» **Written instruction**
Echo the data verbatim from its start through the line containing "M 113 49 L 112", including both ends. Omit the pictures.

» **The records**

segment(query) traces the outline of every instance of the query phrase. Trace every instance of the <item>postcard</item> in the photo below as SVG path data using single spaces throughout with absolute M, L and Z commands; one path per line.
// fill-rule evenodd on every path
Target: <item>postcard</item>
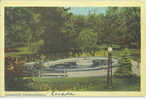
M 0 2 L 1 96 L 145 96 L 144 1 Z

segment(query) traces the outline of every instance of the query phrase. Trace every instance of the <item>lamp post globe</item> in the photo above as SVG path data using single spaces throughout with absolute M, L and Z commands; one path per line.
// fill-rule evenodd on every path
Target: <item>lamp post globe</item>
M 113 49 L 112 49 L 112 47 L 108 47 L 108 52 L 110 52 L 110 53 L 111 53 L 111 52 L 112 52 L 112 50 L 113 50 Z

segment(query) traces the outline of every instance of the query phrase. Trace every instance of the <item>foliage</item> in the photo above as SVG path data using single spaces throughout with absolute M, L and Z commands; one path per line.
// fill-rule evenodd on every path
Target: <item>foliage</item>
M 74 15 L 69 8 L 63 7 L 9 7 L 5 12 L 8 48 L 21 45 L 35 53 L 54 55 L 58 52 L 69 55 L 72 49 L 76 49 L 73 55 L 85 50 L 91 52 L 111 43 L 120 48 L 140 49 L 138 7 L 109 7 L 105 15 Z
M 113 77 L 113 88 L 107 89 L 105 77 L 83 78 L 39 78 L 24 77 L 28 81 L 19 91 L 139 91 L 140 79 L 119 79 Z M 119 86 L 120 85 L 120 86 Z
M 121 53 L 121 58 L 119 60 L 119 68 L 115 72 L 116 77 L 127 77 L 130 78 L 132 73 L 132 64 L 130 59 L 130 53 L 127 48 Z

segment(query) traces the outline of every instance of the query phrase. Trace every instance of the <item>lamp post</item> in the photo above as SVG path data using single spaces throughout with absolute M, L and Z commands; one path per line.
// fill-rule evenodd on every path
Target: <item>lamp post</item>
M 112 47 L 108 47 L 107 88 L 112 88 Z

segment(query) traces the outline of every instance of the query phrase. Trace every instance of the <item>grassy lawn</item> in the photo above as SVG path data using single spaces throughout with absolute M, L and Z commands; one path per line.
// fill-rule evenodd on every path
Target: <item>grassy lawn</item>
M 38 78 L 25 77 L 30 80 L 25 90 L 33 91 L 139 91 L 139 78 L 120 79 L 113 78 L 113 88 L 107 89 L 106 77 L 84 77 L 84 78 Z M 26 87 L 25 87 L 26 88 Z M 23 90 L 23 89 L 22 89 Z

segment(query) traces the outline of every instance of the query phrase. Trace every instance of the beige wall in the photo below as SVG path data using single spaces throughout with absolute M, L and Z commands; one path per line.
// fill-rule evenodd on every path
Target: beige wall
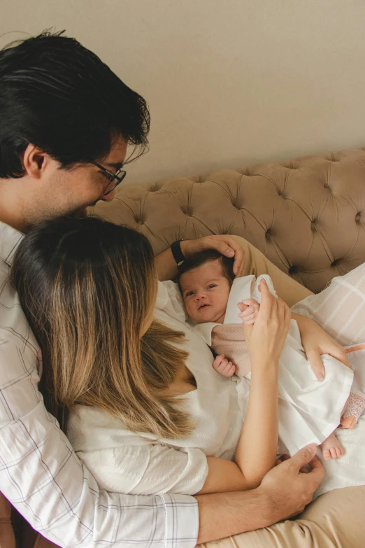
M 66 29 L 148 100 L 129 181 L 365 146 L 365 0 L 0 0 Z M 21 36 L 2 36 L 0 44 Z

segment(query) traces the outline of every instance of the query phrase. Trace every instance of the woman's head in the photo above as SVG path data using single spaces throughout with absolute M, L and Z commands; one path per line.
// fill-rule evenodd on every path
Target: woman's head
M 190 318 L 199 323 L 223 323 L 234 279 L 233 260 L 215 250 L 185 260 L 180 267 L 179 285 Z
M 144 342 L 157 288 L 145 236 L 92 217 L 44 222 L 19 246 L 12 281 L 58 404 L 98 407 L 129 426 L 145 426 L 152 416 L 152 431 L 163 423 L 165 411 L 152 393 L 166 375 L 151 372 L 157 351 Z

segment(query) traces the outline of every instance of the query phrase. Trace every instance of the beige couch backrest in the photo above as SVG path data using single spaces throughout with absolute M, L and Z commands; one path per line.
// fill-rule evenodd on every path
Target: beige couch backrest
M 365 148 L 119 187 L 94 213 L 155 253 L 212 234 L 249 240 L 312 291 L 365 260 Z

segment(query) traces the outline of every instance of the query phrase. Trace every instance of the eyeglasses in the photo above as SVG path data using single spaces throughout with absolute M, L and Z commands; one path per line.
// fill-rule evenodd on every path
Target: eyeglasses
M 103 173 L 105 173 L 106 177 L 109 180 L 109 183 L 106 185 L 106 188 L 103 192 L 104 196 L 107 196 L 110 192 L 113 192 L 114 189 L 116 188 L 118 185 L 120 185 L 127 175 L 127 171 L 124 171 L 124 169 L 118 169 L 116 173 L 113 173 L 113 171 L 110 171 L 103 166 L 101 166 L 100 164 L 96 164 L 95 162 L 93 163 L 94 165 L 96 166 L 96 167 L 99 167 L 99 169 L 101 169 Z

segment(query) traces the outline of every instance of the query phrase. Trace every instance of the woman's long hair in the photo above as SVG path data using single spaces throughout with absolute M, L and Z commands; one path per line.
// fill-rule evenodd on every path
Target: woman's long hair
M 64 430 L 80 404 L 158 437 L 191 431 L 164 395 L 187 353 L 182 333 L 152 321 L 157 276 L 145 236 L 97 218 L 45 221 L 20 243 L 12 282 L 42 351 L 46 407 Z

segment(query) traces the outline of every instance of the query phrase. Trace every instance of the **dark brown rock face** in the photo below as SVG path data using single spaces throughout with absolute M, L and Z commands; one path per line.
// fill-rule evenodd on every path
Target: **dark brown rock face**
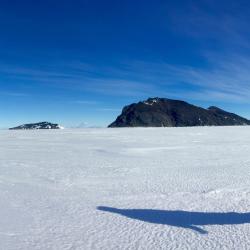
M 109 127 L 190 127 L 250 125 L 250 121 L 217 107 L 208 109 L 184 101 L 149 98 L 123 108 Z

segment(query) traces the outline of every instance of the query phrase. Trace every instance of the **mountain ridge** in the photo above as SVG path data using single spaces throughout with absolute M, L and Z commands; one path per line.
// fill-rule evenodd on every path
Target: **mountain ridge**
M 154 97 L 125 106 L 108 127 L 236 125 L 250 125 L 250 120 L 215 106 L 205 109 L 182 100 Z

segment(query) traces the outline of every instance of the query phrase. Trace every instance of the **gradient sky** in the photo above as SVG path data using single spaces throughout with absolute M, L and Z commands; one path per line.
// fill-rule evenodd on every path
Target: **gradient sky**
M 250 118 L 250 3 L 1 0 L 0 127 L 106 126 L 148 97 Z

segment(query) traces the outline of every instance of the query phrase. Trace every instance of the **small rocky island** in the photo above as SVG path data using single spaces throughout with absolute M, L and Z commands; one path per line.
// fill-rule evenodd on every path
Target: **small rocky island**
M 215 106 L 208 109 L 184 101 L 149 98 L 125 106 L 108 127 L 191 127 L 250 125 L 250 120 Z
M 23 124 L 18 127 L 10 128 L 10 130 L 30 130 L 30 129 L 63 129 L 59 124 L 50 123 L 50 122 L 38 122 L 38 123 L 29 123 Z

» **The reply**
segment(query) traces the outline of every instance of the query phrase. Trace every instance of the <item>postcard</item> in the photo below as SVG path data using single spaces throughout with absolute M, L and Z commands; one path per line.
// fill-rule evenodd on every path
Target: <item>postcard</item>
M 0 2 L 1 96 L 145 96 L 144 1 Z

segment(query) traces the outline of every instance of the query phrase. Trace every instance of the <item>lamp post globe</item> in the photo above as SVG path data using single spaces throughout with absolute M, L and Z commands; one path per line.
// fill-rule evenodd on every path
Target: <item>lamp post globe</item>
M 113 49 L 112 49 L 112 47 L 108 47 L 108 52 L 110 52 L 110 53 L 111 53 L 111 52 L 112 52 L 112 50 L 113 50 Z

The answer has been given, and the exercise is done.